------ Task material ------
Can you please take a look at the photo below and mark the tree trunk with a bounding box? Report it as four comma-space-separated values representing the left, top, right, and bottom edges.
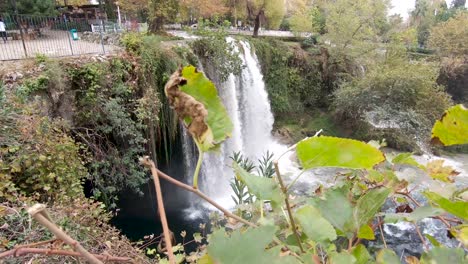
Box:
253, 10, 263, 38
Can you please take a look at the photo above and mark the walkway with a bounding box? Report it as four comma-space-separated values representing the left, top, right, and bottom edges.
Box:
0, 30, 118, 61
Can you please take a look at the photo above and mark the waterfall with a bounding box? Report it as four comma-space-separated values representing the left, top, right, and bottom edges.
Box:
183, 37, 286, 212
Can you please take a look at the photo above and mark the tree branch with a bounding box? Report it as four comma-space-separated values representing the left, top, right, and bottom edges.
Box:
27, 204, 102, 264
274, 161, 305, 253
143, 157, 257, 227
0, 247, 132, 263
140, 156, 176, 264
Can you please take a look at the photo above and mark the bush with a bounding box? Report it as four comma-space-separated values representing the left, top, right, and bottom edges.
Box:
333, 59, 451, 150
190, 22, 242, 81
120, 32, 143, 54
0, 116, 88, 201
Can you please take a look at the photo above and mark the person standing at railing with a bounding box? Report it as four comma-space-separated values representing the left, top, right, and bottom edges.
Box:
0, 18, 7, 43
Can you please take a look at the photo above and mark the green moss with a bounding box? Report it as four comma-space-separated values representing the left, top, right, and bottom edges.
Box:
275, 110, 347, 143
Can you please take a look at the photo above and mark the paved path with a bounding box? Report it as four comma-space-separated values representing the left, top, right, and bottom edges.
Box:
167, 29, 311, 39
0, 30, 118, 61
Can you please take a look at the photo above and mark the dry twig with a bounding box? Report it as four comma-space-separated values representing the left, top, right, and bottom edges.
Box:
140, 156, 176, 264
0, 247, 131, 263
144, 157, 257, 227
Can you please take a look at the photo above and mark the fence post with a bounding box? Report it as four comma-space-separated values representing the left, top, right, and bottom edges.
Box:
99, 19, 106, 54
14, 12, 28, 58
65, 20, 74, 56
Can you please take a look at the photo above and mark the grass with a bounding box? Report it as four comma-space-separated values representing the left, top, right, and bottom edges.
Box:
275, 110, 345, 143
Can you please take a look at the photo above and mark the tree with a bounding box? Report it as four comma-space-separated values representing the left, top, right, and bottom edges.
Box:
289, 1, 326, 34
148, 0, 179, 32
429, 12, 468, 58
324, 0, 389, 60
411, 0, 453, 47
5, 0, 58, 16
245, 0, 286, 37
180, 0, 229, 20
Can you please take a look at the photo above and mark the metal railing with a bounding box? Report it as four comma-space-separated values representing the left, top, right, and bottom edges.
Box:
0, 14, 118, 61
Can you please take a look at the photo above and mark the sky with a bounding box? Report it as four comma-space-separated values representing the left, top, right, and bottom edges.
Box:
390, 0, 468, 18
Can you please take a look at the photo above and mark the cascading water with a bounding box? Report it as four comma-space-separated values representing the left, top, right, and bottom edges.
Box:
184, 38, 286, 212
176, 34, 468, 255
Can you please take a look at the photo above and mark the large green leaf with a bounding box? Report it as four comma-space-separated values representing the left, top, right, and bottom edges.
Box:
432, 104, 468, 146
165, 66, 233, 151
392, 153, 424, 169
296, 137, 385, 169
232, 162, 283, 206
376, 249, 401, 264
351, 244, 372, 264
358, 225, 375, 240
424, 191, 468, 221
207, 226, 298, 264
330, 252, 356, 264
421, 247, 468, 264
294, 205, 336, 242
385, 205, 444, 223
311, 187, 355, 233
353, 188, 391, 227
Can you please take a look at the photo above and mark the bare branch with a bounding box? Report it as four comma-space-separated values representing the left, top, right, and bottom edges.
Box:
0, 247, 132, 263
274, 161, 305, 253
140, 157, 257, 227
140, 156, 176, 264
27, 204, 102, 264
------
(Set exercise) Express the listing above as a CSV with two columns, text and answer, giving each text its own row beside its answer. Quote every field, turn line breaks into spaces, and leave out the pictures.

(Response below)
text,answer
"Can you please take a look at the photo below and mark the tree trunk with a bounding box? Report it as four comma-space-separated values representing the left, top, right, and bottom edges. Box:","253, 10, 263, 38"
"Can you please take a look at the photo above and mark the walkway with a bounding box? Report it as four comma-space-separated values representing the left, top, right, and bottom edges. Box:","0, 30, 118, 61"
"Can you please take a look at the photo above and mark the waterfall with a bounding box? Report it as four comma-space-separated values representing the left, top, right, and bottom edges. Box:","183, 37, 286, 212"
"Can you please take a look at the photo above and mark the tree branch with a bounding box? Report it as four comma-space-separated values representing the left, top, right, and bottom edges. Box:","27, 204, 102, 264 274, 161, 305, 253 143, 157, 257, 227 0, 247, 132, 263 140, 156, 176, 264"
"Can you please take a look at the photo above and mark the bush with a bounding box? Report it as four comma-space-separated values representing the left, top, right, and bottom edges. Box:","333, 59, 451, 150 190, 22, 242, 81 120, 32, 143, 54 0, 116, 88, 201"
"Can you please take a look at the photo above and mark the person standing at railing with a bounding box? Report it as four comma-space-separated values representing the left, top, right, and bottom edges. Box:","0, 18, 7, 43"
"Can you please take a look at the photo above and mark the green moss with a bounding box? Report it as four comma-space-separated values representing the left, top, right, and bottom edges. Box:","275, 110, 347, 143"
"Can you please take a look at the photo above and mark the paved path with a bounding box? Report it as four comma-space-separated values representing the left, top, right, and bottom edges. Box:","167, 29, 311, 39 0, 30, 118, 61"
"Can you please take a look at the photo above and mark the dry twig with a bounding box? Report it as four comma-space-separated values representing the left, top, right, and bottom edges. Box:","140, 156, 176, 264 0, 247, 131, 263 144, 157, 257, 227"
"Can you please take a look at the photo above and mark the fence post with a bounding box? Report it as four comma-space-separated values representing the left, top, right, and bottom edges. Box:","99, 19, 106, 54 14, 12, 28, 58 65, 20, 74, 56"
"Can you please take a look at the photo above and mark the grass with a bounding box? Report it as four comma-space-separated values representing the left, top, right, and bottom edges. Box:","275, 110, 345, 143"
"Can you please take a look at the photo above and mark the tree with a bounding box? Report it as four comma-space-separated values representing the left, top, right, and bottom edges. Box:","289, 1, 326, 34 148, 0, 179, 32 429, 12, 468, 58 324, 0, 389, 60 411, 0, 453, 47 5, 0, 58, 16 245, 0, 286, 37 180, 0, 229, 20"
"Can you please take a look at the photo above and mark the metal railing with a bounding box? Report it as four comma-space-separated values representing the left, top, right, and bottom edges. Box:","0, 14, 118, 61"
"Can you please take a look at the photo above and mark the sky with a bounding box? Report it as four comma-space-separated values representing the left, top, right, and bottom edges. Box:","390, 0, 468, 18"
"Can you please take a look at the photo above and mark the cascading water with a bounding box? Report it as four comma-space-separated values representing the left, top, right, and bottom edges. Box:","184, 38, 286, 212 176, 34, 468, 255"
"Can you please take a look at the photo above and mark the large green leaf with a bounding box? Report it as four comma-space-separated values representing the left, top, right, and bottom edges. Box:","432, 104, 468, 146 165, 66, 233, 151 392, 153, 424, 169 296, 137, 385, 169 232, 162, 283, 206 376, 249, 401, 264 351, 244, 372, 264 358, 225, 375, 240 424, 191, 468, 221 207, 226, 298, 264 330, 252, 356, 264 421, 247, 468, 264 294, 205, 336, 242 385, 205, 444, 223 311, 187, 355, 233 353, 188, 391, 227"
"Can you please take a look at the photo above and mark the bare branch with a bounding box? Report it as four comma-space-separated values representing the left, top, right, and bottom edges. Box:","0, 247, 132, 263 274, 161, 305, 253 140, 157, 257, 227 140, 156, 176, 264 27, 204, 102, 264"